- Exercise data:
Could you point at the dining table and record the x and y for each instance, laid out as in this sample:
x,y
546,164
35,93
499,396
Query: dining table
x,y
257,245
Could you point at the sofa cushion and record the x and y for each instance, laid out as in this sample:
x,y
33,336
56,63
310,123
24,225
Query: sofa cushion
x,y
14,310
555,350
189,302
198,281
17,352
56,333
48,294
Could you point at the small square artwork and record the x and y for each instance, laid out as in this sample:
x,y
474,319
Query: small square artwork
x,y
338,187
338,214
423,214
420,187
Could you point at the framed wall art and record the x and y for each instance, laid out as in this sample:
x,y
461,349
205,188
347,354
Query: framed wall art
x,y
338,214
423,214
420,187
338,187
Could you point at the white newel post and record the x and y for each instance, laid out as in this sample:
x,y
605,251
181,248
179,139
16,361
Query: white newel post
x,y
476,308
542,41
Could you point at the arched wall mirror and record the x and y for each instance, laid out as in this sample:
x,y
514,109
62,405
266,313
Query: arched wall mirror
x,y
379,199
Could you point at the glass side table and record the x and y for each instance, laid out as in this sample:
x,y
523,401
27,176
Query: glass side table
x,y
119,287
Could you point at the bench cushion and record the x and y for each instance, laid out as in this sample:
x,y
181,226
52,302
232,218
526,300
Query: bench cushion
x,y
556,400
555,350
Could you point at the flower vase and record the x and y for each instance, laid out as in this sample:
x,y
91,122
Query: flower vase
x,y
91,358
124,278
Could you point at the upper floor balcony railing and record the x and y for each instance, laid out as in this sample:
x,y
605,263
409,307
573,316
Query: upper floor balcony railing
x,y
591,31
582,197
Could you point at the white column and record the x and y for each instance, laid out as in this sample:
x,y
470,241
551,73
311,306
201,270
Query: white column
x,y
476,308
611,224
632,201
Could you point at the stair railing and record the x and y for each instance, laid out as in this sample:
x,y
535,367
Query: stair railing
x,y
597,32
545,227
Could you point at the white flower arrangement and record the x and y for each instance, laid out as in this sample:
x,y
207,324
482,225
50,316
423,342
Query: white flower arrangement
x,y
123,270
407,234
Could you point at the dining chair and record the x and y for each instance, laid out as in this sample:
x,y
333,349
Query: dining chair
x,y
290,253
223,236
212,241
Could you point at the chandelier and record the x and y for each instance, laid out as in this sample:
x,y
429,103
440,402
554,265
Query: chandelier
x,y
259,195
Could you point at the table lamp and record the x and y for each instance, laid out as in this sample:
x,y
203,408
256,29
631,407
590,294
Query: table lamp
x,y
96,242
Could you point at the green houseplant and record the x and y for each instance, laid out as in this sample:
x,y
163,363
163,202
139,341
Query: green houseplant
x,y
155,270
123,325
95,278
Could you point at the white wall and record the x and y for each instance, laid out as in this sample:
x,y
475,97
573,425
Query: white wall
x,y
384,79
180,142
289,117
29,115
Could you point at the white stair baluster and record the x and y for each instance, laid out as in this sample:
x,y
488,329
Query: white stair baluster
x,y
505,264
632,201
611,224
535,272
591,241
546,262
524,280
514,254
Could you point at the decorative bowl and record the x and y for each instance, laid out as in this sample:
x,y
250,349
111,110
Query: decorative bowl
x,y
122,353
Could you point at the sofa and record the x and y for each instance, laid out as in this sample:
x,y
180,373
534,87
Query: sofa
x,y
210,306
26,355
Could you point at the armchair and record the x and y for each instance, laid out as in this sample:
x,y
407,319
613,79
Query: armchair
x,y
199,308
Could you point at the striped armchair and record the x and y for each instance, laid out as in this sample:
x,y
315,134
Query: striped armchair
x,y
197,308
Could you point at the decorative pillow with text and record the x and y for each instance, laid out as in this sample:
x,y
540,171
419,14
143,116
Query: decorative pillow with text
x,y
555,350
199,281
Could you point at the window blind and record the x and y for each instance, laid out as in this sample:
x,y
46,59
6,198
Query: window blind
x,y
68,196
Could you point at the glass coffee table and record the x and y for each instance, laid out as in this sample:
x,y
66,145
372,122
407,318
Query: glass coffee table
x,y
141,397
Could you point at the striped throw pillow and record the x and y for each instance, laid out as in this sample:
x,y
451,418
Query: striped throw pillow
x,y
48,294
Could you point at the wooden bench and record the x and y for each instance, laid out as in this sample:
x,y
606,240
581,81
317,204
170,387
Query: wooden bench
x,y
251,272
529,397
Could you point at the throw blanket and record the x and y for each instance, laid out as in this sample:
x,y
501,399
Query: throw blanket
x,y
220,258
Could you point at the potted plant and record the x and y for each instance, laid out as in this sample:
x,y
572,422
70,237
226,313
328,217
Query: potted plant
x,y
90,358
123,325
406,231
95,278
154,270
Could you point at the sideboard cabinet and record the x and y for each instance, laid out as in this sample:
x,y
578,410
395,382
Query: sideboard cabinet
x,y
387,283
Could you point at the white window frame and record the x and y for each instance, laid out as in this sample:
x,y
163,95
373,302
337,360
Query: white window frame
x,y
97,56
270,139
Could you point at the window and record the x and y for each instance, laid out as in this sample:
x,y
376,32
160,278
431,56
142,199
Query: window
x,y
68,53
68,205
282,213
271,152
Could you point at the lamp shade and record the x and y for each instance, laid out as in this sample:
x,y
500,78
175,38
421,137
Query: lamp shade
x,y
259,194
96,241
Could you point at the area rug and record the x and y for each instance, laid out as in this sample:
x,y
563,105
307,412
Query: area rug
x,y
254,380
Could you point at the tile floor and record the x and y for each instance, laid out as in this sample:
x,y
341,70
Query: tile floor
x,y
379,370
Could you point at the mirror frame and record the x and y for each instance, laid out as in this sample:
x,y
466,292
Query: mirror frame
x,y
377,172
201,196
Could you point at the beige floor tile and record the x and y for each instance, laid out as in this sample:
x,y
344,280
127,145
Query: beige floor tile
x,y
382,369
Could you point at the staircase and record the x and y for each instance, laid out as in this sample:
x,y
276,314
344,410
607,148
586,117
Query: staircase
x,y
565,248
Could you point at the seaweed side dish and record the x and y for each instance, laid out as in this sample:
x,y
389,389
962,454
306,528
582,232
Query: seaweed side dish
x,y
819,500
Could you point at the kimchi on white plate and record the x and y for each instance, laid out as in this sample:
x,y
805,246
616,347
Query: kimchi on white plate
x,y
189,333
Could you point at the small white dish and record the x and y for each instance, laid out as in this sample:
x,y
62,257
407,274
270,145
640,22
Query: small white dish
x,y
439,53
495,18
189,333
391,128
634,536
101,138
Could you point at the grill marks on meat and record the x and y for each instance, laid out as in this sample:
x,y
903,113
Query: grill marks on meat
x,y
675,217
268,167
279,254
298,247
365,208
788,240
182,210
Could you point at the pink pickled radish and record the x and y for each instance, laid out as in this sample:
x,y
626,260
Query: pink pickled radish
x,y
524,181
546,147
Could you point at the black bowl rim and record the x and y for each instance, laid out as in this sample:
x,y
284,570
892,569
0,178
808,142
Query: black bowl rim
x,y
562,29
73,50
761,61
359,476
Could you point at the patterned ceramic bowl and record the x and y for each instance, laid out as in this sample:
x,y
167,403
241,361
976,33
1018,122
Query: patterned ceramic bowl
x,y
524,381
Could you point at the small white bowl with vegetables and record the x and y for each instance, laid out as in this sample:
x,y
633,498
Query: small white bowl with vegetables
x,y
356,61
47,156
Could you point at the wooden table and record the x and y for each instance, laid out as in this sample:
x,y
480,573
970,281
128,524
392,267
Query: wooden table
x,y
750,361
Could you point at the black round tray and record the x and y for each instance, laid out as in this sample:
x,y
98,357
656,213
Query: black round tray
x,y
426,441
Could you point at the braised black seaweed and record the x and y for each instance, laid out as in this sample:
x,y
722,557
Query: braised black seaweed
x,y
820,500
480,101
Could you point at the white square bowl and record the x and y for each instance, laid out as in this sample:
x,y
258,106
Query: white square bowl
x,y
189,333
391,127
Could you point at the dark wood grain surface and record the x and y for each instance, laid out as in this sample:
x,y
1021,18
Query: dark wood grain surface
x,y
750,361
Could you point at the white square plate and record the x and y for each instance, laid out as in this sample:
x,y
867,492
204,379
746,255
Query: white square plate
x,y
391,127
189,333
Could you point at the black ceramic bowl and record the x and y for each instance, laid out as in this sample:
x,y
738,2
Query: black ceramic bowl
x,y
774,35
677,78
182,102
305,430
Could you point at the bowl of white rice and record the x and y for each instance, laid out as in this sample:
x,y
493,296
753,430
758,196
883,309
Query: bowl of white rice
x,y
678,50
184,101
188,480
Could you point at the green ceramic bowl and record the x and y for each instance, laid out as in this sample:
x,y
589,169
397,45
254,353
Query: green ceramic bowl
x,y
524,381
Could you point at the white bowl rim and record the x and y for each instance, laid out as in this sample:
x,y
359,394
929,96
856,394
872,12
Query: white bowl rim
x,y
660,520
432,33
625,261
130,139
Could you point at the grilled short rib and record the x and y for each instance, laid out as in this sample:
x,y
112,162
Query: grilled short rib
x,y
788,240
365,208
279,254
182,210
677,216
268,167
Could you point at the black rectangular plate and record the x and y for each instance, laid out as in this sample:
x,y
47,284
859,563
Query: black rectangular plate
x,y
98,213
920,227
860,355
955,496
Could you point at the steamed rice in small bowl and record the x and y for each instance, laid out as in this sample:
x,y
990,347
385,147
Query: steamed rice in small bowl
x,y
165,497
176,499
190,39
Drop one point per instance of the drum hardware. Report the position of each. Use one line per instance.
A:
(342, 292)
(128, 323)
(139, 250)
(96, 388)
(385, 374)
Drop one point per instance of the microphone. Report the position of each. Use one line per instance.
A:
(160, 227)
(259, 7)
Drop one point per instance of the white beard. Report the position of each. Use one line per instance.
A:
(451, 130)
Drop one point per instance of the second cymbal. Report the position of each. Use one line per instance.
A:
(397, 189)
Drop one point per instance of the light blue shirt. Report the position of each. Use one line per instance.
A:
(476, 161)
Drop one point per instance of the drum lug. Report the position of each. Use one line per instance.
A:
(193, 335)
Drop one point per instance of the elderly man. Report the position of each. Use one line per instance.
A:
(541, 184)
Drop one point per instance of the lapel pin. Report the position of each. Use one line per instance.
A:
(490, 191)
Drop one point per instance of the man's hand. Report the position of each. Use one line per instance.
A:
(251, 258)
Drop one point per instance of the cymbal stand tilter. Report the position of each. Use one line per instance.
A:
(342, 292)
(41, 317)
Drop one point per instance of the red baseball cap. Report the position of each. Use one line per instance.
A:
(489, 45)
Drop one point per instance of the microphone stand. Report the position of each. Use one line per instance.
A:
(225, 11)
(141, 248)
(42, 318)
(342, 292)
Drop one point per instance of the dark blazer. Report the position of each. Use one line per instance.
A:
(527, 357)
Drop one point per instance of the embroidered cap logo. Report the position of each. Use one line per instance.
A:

- Stated task: Put the rows from the line with "Drop one point per instance of the embroidered" up to and including the final line into a Markdown table with the columns No. and Line, numbering each line and omitting blank lines.

- Exercise result:
| No. | Line |
|---|---|
| 1 | Drop one point per instance of the embroidered cap logo. Report the position of each. Use one line per instance. |
| 2 | A: |